Dost ve kardeş ülke Pakistan, yine siyasî bir cinayetle sarsıldı. Eski başbakanlardan Benazir Butto, 8 Ocak’ta yapılması planlanan seçim öncesi düzenlediği bir miting konuşması sonrasında ‘intihar saldırısı’na uğradı. Butto ile birlikte 20 kişi daha öldü, onlarca kişi de yaralandı.
Pakistan’ı kaosa sürüklemeyi hedefleyen bu cinayet, muhtemelen aydınlanmayacak. Çünkü görünüşteki ‘fail’ de intihar etmiş durumda. Butto öldürülmüş olmakla birlikte asıl hedefin, Pakistan’ın demokrasisi ve istikrarı olduğunu da görmek gerekir.
Pakistan’ın yakın tarihi acılarla dolu. Her nedense, seçimle gelen seçimle gidemiyor. Bunun da pek çok sebebi olmakla birlikte, asıl sorumlular ‘dünya hâkimiyeti için mücadele eden’ler olsa gerek!

[Maske etiketleme örnekleri]

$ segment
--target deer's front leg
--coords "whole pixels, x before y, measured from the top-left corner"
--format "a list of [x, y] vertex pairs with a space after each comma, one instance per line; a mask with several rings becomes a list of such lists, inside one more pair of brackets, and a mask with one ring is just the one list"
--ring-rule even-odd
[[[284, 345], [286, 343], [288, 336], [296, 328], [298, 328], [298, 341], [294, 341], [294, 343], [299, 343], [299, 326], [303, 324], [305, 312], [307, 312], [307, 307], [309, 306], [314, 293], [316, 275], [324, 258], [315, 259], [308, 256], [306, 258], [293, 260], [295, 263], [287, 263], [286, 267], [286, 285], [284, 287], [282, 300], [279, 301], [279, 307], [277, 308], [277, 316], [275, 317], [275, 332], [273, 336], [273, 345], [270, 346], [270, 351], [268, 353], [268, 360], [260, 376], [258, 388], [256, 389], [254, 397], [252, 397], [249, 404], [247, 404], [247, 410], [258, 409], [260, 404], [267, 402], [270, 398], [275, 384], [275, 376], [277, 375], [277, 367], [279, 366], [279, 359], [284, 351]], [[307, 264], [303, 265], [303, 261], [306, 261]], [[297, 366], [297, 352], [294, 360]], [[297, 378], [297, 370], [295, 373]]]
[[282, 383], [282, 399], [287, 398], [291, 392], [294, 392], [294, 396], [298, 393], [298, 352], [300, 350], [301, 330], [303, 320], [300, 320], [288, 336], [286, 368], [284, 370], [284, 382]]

*Verilen görev 1*:
Butto cinayetiyle ilgili metinde "Dost ve kardeş" sözlerinin geçtiği yerden başlayıp "eden’ler olsa gerek!" sözlerinden sonra durarak o kısmı hiç değiştirmeden yazın.
*Verilen görev 2*:
Butto cinayetiyle ilgili metne göre şunları cevaplayın:
(a) Seçimin hangi tarihte yapılması planlanıyordu?
(b) Butto ile birlikte kaç kişi daha öldü?
(c) Asıl hedef neydi?
Bu kayıtlar işinize yaramayacak.

*Çıktı 1*:
Dost ve kardeş ülke Pakistan, yine siyasî bir cinayetle sarsıldı. Eski başbakanlardan Benazir Butto, 8 Ocak’ta yapılması planlanan seçim öncesi düzenlediği bir miting konuşması sonrasında ‘intihar saldırısı’na uğradı. Butto ile birlikte 20 kişi daha öldü, onlarca kişi de yaralandı.
Pakistan’ı kaosa sürüklemeyi hedefleyen bu cinayet, muhtemelen aydınlanmayacak. Çünkü görünüşteki ‘fail’ de intihar etmiş durumda. Butto öldürülmüş olmakla birlikte asıl hedefin, Pakistan’ın demokrasisi ve istikrarı olduğunu da görmek gerekir.
Pakistan’ın yakın tarihi acılarla dolu. Her nedense, seçimle gelen seçimle gidemiyor. Bunun da pek çok sebebi olmakla birlikte, asıl sorumlular ‘dünya hâkimiyeti için mücadele eden’ler olsa gerek!

*Çıktı 2*:
(a) 8 Ocak'ta.
(b) 20 kişi.
(c) Pakistan'ın demokrasisi ve istikrarı.